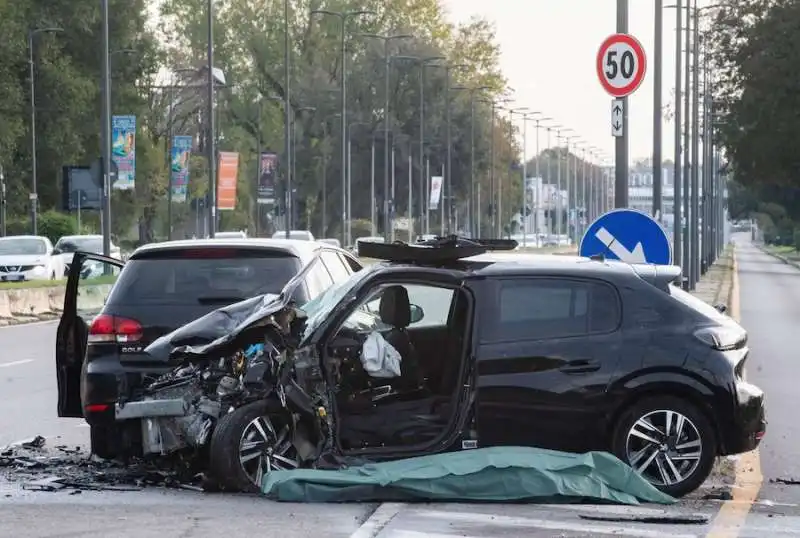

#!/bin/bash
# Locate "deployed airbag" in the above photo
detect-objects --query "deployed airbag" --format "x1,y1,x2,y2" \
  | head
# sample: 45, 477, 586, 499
361, 332, 402, 378
261, 446, 676, 505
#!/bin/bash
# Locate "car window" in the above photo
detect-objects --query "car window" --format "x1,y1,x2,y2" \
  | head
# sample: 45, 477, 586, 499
106, 249, 301, 306
0, 238, 47, 255
486, 278, 620, 342
350, 283, 455, 331
304, 260, 334, 298
320, 250, 350, 283
77, 259, 122, 315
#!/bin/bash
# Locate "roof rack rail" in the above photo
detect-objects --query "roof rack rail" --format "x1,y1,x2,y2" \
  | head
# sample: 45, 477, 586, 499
358, 235, 518, 264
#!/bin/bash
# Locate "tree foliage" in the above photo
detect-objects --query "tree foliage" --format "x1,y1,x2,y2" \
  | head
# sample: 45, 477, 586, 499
0, 0, 533, 242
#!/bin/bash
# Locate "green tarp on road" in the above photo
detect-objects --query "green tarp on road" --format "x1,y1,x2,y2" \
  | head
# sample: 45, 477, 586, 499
261, 446, 676, 505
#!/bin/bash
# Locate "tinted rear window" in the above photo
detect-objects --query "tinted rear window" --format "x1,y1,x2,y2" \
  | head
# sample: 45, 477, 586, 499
106, 249, 301, 306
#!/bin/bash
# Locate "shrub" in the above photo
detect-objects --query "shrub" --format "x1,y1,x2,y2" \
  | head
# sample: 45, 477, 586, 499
38, 211, 78, 244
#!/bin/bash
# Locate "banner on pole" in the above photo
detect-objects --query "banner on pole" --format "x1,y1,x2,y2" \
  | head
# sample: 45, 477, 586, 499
217, 151, 239, 210
429, 176, 443, 210
111, 115, 136, 190
257, 152, 278, 205
170, 135, 192, 202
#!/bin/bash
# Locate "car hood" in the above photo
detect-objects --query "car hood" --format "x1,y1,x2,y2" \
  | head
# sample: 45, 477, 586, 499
0, 254, 49, 266
144, 254, 320, 363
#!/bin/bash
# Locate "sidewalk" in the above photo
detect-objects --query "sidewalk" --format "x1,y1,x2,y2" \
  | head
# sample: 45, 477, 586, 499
689, 245, 734, 307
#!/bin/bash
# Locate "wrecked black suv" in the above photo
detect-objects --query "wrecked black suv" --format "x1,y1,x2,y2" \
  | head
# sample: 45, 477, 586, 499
83, 237, 765, 498
55, 238, 362, 460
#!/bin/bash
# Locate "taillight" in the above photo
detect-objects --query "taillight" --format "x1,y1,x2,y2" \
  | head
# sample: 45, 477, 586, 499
693, 326, 746, 351
88, 314, 143, 344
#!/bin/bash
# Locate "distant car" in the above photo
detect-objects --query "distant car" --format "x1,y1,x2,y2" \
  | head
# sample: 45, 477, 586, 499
272, 230, 314, 241
213, 231, 248, 240
415, 234, 437, 243
55, 238, 363, 460
54, 235, 121, 276
0, 235, 64, 282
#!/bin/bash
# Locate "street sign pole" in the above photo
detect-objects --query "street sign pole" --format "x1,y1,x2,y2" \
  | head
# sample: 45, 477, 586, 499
615, 0, 629, 209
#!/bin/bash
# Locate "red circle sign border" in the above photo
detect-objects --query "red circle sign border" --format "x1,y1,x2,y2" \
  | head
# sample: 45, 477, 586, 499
596, 33, 647, 98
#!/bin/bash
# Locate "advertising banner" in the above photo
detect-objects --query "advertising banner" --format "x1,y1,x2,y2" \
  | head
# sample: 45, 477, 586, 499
111, 115, 136, 190
429, 176, 443, 210
217, 151, 239, 210
170, 135, 192, 202
257, 152, 278, 205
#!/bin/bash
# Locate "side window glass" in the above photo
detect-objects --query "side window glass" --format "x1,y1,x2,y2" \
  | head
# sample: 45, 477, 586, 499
403, 284, 455, 328
77, 259, 121, 315
321, 251, 350, 283
491, 278, 618, 342
339, 253, 362, 273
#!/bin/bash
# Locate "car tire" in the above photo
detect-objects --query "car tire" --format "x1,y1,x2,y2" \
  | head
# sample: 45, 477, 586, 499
611, 395, 717, 498
89, 423, 121, 460
207, 401, 299, 493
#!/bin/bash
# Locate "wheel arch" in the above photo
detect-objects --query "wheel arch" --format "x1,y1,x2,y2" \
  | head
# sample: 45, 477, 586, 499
607, 380, 725, 454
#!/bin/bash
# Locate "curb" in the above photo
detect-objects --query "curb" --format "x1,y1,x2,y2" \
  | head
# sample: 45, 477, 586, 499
758, 245, 800, 269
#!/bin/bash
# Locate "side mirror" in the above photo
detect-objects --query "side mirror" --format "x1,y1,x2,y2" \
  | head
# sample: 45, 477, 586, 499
409, 304, 424, 324
713, 303, 728, 314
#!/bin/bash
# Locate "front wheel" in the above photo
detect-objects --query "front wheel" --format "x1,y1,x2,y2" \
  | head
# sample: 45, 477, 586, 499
207, 401, 299, 492
612, 395, 717, 498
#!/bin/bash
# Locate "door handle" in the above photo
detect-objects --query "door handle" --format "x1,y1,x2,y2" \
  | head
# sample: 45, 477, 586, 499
559, 359, 601, 374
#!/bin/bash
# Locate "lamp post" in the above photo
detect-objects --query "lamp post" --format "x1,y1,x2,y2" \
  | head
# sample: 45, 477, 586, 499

################

Filter the material above down to the lines that hold the word "advertising".

PROBLEM SOLUTION ▸
# Locate "advertising banner" in the above photo
detect-objects --query "advertising banner" --format "x1,y1,x2,y2" \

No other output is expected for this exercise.